Gestellte Aufgabe – Gib aus dem Lesetext den Abschnitt von „Die Geschichte des“ bis einschließlich „näher gebracht wurden.“ wortgetreu wieder.

Lesetext –
•••••

Die Geschichte des Jungen wird uns von seinem greisen Ich erzählt, der in einer Bibliothek seine Geschichte niederschreibt, angefangen mit seiner ersten Erinnerung an eine zornige Frau und blutige Fischgräten. Der Greis spricht einen immer wieder an, lenkt die Aufmerksamkeit des Lesers auf bestimmte Aspekte der Geschichte oder stellt die eigenen Erinnerungen in Frage. Ich mochte ihn, ich mochte den kleinen unschuldigen Jungen und ich mochte die Art und Weise, wie er die Welt - den Garten des Hurenhauses - entdeckte und wie sich seine Welt immer weiter ausdehnte, ungleichmäßig und lückenhaft. Es faszinierte mich, wie er durch Geschichten unterrichtet wurde - und die Frauen zu seiner Familie wurden. Und ihm Attribute wie Freiheit, Gefangenschaft, Liebe durch Parabeln näher gebracht wurden.

Manche Szenen stellten sich so liebevoll und zart, und manche so schonungslos und brutal dar, das ich zusammengezuckt bin. Leid und Liebe liegen oft nahe beieinander. Die Geschichte von Pusus, dem Jungen, ist weder eine Heldenreise noch eine Romanze. Die sucht man hier vergeblich. Ich habe den Jungen beim erwachsen werden zugesehen, und meine Stimmung wurde von Seite zu Seite beklommener, da sein Schicksal sich ihm einfach unausweichlich eröffnete.

•••••

Aufgeführte Einträge –

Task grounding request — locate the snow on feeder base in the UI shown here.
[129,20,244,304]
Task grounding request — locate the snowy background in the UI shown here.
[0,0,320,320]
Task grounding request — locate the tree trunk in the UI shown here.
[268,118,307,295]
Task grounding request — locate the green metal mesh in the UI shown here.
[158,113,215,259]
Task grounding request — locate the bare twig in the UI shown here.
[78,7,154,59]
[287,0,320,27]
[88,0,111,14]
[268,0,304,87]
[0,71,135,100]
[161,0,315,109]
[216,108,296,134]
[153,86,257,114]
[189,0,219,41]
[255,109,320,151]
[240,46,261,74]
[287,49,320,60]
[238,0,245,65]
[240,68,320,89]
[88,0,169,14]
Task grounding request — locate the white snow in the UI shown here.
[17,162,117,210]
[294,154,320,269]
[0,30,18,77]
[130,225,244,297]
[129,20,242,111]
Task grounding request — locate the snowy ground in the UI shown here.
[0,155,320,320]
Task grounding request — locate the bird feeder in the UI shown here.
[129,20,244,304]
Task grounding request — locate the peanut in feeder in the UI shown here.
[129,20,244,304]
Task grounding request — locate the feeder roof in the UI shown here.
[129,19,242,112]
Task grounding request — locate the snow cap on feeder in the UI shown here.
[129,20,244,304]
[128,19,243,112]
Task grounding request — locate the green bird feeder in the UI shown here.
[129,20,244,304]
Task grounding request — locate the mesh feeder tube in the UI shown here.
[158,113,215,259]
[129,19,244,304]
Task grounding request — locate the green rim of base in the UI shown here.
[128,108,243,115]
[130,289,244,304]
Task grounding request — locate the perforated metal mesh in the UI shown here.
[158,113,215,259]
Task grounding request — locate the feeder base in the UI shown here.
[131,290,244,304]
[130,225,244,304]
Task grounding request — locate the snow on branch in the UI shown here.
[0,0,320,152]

•••••

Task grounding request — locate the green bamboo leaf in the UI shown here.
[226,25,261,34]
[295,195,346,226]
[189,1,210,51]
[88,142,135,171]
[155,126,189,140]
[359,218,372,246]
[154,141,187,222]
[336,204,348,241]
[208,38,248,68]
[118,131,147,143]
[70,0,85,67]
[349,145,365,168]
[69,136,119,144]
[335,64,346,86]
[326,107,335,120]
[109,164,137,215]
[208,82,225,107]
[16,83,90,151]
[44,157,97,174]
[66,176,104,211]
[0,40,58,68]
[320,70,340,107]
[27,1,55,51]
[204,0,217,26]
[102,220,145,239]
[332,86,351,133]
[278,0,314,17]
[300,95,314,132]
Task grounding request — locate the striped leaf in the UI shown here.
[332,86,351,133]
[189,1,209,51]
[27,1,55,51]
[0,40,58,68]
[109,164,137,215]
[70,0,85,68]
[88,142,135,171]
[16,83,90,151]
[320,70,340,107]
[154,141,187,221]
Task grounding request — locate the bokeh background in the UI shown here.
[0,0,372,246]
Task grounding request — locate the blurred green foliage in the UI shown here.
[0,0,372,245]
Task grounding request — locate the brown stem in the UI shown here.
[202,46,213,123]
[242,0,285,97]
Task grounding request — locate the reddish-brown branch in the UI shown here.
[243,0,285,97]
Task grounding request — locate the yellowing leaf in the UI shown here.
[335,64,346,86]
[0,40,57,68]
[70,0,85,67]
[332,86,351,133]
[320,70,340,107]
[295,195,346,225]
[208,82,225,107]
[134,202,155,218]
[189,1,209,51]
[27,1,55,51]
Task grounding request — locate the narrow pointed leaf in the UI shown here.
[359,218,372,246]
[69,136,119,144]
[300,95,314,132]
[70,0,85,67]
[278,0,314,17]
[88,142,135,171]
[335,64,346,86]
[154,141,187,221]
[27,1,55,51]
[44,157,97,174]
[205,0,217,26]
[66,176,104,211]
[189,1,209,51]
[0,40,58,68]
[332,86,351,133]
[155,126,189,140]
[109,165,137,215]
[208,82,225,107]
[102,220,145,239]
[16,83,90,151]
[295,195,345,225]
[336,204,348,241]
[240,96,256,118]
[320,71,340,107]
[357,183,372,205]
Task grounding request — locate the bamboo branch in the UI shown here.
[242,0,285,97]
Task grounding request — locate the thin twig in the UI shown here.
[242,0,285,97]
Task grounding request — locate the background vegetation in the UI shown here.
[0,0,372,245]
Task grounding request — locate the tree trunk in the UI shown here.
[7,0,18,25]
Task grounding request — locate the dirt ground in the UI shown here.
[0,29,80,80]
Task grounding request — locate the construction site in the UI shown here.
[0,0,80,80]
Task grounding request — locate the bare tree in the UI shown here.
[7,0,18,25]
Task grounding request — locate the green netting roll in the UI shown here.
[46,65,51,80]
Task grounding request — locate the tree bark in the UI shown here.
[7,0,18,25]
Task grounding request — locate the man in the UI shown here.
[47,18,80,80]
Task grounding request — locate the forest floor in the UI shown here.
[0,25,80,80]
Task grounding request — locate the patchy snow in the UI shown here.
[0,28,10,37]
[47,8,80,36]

•••••

Ergebnis der Übung –
Die Geschichte des Jungen wird uns von seinem greisen Ich erzählt, der in einer Bibliothek seine Geschichte niederschreibt, angefangen mit seiner ersten Erinnerung an eine zornige Frau und blutige Fischgräten. Der Greis spricht einen immer wieder an, lenkt die Aufmerksamkeit des Lesers auf bestimmte Aspekte der Geschichte oder stellt die eigenen Erinnerungen in Frage. Ich mochte ihn, ich mochte den kleinen unschuldigen Jungen und ich mochte die Art und Weise, wie er die Welt - den Garten des Hurenhauses - entdeckte und wie sich seine Welt immer weiter ausdehnte, ungleichmäßig und lückenhaft. Es faszinierte mich, wie er durch Geschichten unterrichtet wurde - und die Frauen zu seiner Familie wurden. Und ihm Attribute wie Freiheit, Gefangenschaft, Liebe durch Parabeln näher gebracht wurden.